PROBLEM STATEMENT
Your reply should be the entries, output word for word, with each picture omitted.

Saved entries
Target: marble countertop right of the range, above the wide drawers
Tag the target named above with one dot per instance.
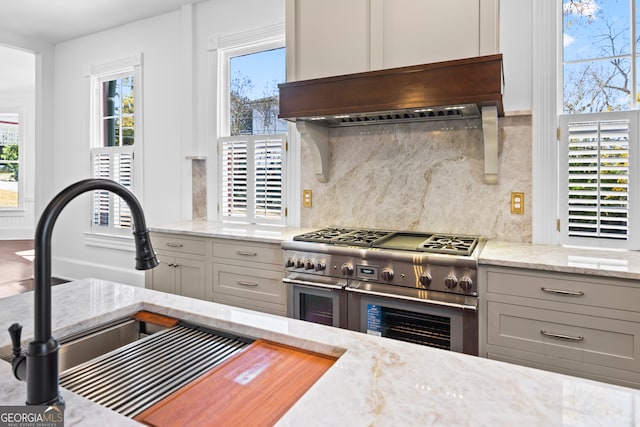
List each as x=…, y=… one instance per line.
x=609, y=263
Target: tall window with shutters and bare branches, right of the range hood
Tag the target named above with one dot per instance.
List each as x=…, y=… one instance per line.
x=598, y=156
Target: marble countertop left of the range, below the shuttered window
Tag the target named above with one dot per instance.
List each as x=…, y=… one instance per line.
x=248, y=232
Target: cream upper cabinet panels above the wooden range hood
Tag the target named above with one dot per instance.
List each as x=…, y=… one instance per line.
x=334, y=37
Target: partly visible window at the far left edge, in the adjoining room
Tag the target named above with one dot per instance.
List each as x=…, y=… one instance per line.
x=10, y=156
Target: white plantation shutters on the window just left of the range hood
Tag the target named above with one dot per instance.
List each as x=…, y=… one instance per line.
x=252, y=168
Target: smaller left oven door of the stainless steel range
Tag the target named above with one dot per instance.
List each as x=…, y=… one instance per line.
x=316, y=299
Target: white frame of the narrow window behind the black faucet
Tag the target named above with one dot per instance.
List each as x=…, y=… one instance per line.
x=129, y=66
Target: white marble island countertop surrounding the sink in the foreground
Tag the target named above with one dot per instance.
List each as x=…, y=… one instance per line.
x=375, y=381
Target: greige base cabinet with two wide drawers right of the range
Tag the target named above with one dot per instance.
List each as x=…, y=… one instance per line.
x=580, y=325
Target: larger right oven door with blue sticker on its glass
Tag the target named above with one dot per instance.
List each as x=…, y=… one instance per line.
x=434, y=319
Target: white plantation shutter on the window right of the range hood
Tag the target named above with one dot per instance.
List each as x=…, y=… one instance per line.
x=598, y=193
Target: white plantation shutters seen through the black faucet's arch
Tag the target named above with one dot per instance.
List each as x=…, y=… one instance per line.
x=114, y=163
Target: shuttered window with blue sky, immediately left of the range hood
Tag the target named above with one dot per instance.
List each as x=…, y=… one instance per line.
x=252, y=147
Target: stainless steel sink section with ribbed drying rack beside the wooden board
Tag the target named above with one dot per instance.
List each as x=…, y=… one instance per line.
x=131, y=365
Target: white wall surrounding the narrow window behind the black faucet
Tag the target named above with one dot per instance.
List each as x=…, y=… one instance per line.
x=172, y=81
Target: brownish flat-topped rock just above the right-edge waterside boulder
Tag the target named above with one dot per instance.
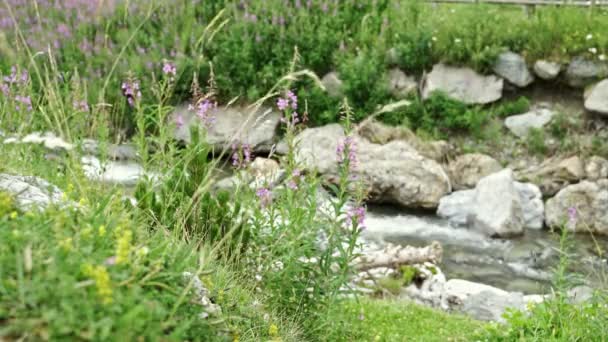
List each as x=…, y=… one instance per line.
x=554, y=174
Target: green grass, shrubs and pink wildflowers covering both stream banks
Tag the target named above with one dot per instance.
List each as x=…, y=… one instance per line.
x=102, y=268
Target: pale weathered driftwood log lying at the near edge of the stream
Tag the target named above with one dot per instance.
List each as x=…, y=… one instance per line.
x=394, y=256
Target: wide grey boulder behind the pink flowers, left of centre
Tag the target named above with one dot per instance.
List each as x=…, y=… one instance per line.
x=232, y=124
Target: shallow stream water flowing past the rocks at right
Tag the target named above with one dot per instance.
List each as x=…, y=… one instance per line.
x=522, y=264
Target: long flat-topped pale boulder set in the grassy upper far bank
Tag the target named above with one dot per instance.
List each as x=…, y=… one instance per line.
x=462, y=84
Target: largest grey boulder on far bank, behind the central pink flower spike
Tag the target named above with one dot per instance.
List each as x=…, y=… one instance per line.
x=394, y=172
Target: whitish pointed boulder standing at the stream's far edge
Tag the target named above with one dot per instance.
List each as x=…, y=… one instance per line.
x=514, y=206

SOLUTION FOR THIS PROBLEM
Target: marble countertop right of the range, above the wide drawers
Tag the target named above with one dot per instance.
List each as x=…, y=… one instance per line.
x=609, y=263
Target: tall window with shutters and bare branches, right of the range hood
Tag the target named above with one dot per instance.
List each as x=…, y=… one instance per line.
x=598, y=156
Target: marble countertop left of the range, below the shuttered window
Tag the target named above with one dot per instance.
List each as x=…, y=… one instance per line.
x=248, y=232
Target: cream upper cabinet panels above the wooden range hood
Tag the target named above with one dot per instance.
List each as x=…, y=… one instance per line.
x=334, y=37
Target: partly visible window at the far left edge, in the adjoining room
Tag the target named above with one dot per instance.
List each as x=…, y=… one instance per line.
x=10, y=156
Target: white plantation shutters on the window just left of the range hood
Tag the target named above with one dot per instance.
List each as x=…, y=… one instance per line.
x=252, y=168
Target: smaller left oven door of the stainless steel range
Tag the target named above with one dot per instance.
List each as x=…, y=… one instance per line.
x=316, y=299
Target: white frame of the narrow window behind the black faucet
Tag the target named above with one dot per instance.
List each as x=…, y=… one instance per line.
x=129, y=66
Target: white marble island countertop surrounding the sink in the foreground
Tag the target named above with one dot per instance.
List each as x=…, y=… one instance per line.
x=375, y=381
Target: greige base cabinet with two wide drawers right of the range
Tag the target named above with one dot per instance.
List each as x=…, y=… one instance per line.
x=580, y=325
Target: larger right oven door with blue sticker on its glass
Tag the target named above with one dot per instance.
List each as x=…, y=… one instance per line.
x=434, y=319
Target: white plantation shutter on the window right of the range hood
Tag the target named above with one dot per instance.
List each as x=…, y=… one instance per line.
x=598, y=193
Target: white plantation shutters seen through the black faucet's arch
Tag the target named above with one dot per instance.
List each as x=…, y=… one instance per line.
x=114, y=163
Target: shuttered window with blue sky, immediately left of the range hood
Tag the target named above with one dot per instance.
List each as x=…, y=… one instance per line.
x=252, y=147
Target: stainless steel sink section with ribbed drying rack beside the wooden board
Tag the target named above with one dot per instance.
List each as x=…, y=… one instance per line.
x=131, y=365
Target: white wall surrounding the narrow window behind the black faucet
Tag the target named above with one dot per instance.
List each as x=…, y=… one instance per line.
x=172, y=81
Target: brownish flat-topped rock just above the right-edge waterside boulder
Tag the target named above with one dot per instance.
List each as x=…, y=… one instance per line.
x=554, y=174
Target: green grass, shrubs and pink wildflowers covering both stream banks
Tag the target named above with one dot per instance.
List each as x=…, y=… one instance per line.
x=102, y=268
Target: pale weathered driftwood log lying at the near edge of the stream
Tag the target named above with one dot per instance.
List each as x=…, y=… one instance per line.
x=394, y=256
Target: wide grey boulder behind the pink flowers, left of centre
Tag the target named above with one dot per instance.
List each as x=…, y=… one instance per line.
x=232, y=124
Target: shallow stream water flowing past the rocks at right
Tag the target named above with one dot per instance.
List each as x=…, y=… one instance per line.
x=522, y=264
Target: long flat-topped pale boulder set in the grassy upper far bank
Tag the target named above with one dot per instance.
List each as x=…, y=… one instance per line.
x=462, y=84
Target: largest grey boulder on far bank, behind the central pink flower spike
Tag the target named above with one dot per instance.
List each as x=…, y=… one instance per line.
x=394, y=172
Target: whitish pointed boulder standing at the stream's far edge
Tag the target named above with one dot per instance.
List each as x=…, y=… one instance per line.
x=514, y=206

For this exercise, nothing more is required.